## Task data
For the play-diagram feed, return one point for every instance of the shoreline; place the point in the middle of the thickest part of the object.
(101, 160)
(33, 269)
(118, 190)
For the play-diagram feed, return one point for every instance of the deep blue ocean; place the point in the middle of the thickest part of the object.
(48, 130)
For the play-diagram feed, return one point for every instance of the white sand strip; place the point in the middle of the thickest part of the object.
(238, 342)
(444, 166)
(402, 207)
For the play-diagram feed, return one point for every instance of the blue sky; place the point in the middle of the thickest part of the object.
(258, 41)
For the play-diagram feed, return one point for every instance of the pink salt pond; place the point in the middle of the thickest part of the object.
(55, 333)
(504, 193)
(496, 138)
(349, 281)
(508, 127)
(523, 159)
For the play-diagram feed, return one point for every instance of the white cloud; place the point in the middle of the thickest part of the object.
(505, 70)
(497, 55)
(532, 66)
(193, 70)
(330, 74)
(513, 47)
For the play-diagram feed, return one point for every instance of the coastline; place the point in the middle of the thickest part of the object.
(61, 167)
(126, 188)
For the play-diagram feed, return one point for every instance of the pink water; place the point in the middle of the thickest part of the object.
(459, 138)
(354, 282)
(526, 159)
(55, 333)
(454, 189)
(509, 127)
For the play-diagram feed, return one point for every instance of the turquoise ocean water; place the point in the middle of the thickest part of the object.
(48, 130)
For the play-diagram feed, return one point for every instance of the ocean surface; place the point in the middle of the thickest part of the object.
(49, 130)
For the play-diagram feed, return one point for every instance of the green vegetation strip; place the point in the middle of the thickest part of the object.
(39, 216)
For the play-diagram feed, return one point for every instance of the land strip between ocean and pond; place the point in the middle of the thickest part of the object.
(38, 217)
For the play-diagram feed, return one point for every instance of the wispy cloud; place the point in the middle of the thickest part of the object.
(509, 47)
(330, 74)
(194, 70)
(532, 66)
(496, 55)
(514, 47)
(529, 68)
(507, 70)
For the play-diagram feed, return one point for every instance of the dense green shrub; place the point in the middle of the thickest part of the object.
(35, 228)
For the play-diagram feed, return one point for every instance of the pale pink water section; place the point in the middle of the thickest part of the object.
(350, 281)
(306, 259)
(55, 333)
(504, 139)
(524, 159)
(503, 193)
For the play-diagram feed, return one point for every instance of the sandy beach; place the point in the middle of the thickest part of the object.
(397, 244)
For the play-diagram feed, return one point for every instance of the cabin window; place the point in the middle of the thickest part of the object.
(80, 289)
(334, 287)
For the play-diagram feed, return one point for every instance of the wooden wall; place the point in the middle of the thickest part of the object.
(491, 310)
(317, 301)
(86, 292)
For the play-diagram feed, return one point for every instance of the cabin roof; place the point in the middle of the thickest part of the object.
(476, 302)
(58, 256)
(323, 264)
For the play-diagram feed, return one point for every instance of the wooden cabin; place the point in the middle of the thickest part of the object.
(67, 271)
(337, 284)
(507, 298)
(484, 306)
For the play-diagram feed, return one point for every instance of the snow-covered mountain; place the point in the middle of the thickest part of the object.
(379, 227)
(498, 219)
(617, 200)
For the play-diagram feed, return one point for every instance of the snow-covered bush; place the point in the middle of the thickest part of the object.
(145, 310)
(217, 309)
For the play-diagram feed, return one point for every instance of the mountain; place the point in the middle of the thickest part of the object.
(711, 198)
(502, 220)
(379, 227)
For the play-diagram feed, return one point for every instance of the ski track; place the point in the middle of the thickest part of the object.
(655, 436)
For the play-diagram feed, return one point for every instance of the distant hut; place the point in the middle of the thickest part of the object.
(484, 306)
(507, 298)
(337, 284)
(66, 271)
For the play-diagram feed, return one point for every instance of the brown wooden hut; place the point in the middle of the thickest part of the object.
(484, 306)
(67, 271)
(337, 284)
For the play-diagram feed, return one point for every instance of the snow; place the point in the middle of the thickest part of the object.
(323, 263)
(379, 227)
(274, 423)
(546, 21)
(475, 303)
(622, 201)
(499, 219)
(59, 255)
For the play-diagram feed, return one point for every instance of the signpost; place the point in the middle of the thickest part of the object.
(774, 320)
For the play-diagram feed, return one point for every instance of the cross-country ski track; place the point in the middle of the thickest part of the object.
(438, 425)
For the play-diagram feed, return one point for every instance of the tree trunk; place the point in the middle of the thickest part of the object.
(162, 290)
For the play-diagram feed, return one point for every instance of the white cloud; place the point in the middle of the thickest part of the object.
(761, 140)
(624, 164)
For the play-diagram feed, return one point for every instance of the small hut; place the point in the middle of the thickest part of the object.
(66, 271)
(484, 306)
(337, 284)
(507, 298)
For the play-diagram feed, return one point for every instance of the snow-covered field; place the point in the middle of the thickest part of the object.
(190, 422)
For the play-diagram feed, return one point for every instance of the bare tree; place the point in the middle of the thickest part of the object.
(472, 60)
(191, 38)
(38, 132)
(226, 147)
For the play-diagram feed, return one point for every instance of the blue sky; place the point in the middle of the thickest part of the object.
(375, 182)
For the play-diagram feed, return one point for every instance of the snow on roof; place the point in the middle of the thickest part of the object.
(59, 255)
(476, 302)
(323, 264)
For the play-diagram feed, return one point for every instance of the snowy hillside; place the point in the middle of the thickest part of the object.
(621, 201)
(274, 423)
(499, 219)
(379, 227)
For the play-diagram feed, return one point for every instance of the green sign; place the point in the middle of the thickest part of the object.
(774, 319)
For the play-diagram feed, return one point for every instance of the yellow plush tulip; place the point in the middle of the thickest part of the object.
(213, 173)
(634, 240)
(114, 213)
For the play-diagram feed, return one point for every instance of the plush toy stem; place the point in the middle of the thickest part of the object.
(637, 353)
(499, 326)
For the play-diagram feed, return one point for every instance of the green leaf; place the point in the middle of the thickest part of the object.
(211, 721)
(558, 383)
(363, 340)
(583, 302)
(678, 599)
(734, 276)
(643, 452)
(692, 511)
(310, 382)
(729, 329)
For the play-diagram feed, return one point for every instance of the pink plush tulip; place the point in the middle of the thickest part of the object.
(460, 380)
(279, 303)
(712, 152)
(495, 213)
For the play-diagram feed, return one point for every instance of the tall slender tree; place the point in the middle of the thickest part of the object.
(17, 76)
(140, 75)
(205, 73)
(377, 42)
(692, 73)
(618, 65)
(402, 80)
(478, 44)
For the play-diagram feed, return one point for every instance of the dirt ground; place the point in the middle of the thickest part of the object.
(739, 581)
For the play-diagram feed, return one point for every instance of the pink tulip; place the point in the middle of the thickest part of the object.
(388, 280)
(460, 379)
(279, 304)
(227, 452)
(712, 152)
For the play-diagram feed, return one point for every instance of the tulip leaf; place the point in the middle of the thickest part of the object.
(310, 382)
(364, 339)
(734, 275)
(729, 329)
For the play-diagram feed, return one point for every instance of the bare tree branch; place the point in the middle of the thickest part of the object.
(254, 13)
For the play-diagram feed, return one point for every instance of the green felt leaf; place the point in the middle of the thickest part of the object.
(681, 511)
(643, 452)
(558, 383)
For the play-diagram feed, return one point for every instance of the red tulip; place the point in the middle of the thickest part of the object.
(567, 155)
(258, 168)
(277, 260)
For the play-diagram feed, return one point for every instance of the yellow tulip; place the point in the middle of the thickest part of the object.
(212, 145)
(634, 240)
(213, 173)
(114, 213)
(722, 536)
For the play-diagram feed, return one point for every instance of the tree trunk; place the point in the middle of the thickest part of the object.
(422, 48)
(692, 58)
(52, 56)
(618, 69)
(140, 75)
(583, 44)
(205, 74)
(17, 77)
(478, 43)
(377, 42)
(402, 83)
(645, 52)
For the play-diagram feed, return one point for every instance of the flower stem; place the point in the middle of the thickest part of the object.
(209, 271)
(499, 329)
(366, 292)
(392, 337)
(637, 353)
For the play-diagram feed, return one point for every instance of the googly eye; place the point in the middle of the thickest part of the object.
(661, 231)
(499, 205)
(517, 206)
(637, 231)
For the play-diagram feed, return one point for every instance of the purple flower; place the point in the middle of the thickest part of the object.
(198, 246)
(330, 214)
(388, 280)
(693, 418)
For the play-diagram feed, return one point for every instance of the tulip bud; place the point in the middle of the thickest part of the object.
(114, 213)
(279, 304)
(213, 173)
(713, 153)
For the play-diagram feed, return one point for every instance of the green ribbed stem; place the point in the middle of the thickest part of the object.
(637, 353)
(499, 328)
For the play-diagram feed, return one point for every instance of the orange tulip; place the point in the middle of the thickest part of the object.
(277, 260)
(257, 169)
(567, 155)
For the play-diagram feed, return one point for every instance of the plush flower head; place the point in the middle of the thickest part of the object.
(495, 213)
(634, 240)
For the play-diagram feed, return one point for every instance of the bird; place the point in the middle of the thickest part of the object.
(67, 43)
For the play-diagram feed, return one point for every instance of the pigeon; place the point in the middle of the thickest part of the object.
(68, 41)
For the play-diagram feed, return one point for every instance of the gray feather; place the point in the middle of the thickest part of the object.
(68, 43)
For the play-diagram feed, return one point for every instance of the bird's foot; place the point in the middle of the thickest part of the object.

## What to do
Only the lines from the one that contains "of the purple" to the end of the entries above should be given again, exactly and in full.

## Exercise result
For the play-diagram feed, return one point for every instance of the purple flower; place the point in the middle of the thickest part of the object.
(198, 246)
(330, 214)
(388, 280)
(693, 418)
For the play-diagram feed, return one point for every instance of the tulip bud; place the point in the middle of the thickest part of the object.
(114, 213)
(279, 304)
(213, 173)
(713, 153)
For the play-diagram feed, return one point for every instance of the green ribbed stem; place the point in the middle of the thickest part of the object.
(637, 353)
(499, 328)
For the play-diagram feed, return one point for every instance of the orange tulip; place the point in the middle of the thickest part of the object.
(277, 260)
(257, 169)
(567, 155)
For the play-diagram feed, return one point for every instance of the plush flower head; place the point in the middle of the thickest part of the object.
(495, 213)
(634, 240)
For the play-diagram feed, return one point for every instance of the bird; place the point in the middle of the thickest part of the object.
(67, 43)
For the play-diagram feed, return one point for every instance of the pigeon; place the point in the middle of the thickest part of the object.
(68, 41)
For the play-diagram feed, return one point for every instance of the gray feather; place the point in the middle of the thickest part of the object.
(68, 43)
For the play-diagram feed, return one point for every instance of the bird's foot; place the point in the middle of the thickest part of the object.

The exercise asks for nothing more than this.